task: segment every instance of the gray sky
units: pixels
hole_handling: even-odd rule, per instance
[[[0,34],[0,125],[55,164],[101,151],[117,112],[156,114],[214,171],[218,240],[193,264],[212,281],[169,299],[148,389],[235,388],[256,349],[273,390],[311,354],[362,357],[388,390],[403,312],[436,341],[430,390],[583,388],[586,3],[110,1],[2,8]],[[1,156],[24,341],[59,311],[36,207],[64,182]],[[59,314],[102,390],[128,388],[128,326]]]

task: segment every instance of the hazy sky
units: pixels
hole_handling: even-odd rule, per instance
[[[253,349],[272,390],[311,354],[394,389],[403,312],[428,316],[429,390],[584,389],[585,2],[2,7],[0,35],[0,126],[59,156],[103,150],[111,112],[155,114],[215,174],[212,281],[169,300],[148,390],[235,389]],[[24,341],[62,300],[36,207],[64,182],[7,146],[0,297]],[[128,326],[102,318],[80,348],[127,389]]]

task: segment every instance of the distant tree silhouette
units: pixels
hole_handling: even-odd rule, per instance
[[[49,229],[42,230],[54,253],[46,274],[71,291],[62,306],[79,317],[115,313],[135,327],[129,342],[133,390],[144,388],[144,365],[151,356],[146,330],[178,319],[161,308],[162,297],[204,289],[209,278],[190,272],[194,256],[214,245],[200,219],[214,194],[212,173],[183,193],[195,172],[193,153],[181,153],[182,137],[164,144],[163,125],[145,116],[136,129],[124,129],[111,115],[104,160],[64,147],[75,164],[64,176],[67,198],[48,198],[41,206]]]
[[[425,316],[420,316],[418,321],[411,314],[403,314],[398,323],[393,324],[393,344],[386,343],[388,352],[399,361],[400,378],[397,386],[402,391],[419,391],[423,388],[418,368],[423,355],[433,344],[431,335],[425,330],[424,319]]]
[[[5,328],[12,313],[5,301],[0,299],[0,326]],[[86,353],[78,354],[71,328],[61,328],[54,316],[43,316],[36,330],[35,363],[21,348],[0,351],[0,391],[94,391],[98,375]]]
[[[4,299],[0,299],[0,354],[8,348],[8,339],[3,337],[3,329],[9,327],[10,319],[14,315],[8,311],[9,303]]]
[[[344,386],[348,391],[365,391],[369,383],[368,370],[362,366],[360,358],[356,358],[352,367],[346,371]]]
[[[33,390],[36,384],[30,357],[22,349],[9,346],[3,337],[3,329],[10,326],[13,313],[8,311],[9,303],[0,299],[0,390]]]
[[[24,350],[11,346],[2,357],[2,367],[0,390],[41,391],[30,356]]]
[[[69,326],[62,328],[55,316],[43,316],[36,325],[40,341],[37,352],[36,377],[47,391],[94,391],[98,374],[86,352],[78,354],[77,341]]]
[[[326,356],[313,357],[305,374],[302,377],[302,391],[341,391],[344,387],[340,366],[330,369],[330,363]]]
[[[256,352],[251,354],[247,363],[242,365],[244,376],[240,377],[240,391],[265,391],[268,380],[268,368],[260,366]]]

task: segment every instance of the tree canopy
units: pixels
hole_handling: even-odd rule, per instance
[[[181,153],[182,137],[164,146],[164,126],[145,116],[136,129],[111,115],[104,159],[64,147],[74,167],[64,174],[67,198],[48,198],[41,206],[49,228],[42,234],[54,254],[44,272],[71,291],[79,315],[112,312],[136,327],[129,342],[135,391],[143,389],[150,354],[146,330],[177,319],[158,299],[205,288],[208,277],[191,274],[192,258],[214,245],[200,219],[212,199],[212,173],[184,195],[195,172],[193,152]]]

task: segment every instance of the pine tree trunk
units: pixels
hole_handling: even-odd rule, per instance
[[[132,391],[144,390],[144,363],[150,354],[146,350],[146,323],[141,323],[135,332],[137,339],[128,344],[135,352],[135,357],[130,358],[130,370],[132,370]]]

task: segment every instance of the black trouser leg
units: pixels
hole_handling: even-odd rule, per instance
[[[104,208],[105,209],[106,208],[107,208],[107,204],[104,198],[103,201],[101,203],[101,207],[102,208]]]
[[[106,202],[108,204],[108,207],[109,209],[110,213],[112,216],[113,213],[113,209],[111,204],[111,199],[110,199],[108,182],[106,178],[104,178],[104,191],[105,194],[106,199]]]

::::::

TASK GOAL » Tally the lines of the records above that contain the string "tree", treating uppercase and lowercase as different, and give only the number.

RESPONSE » 3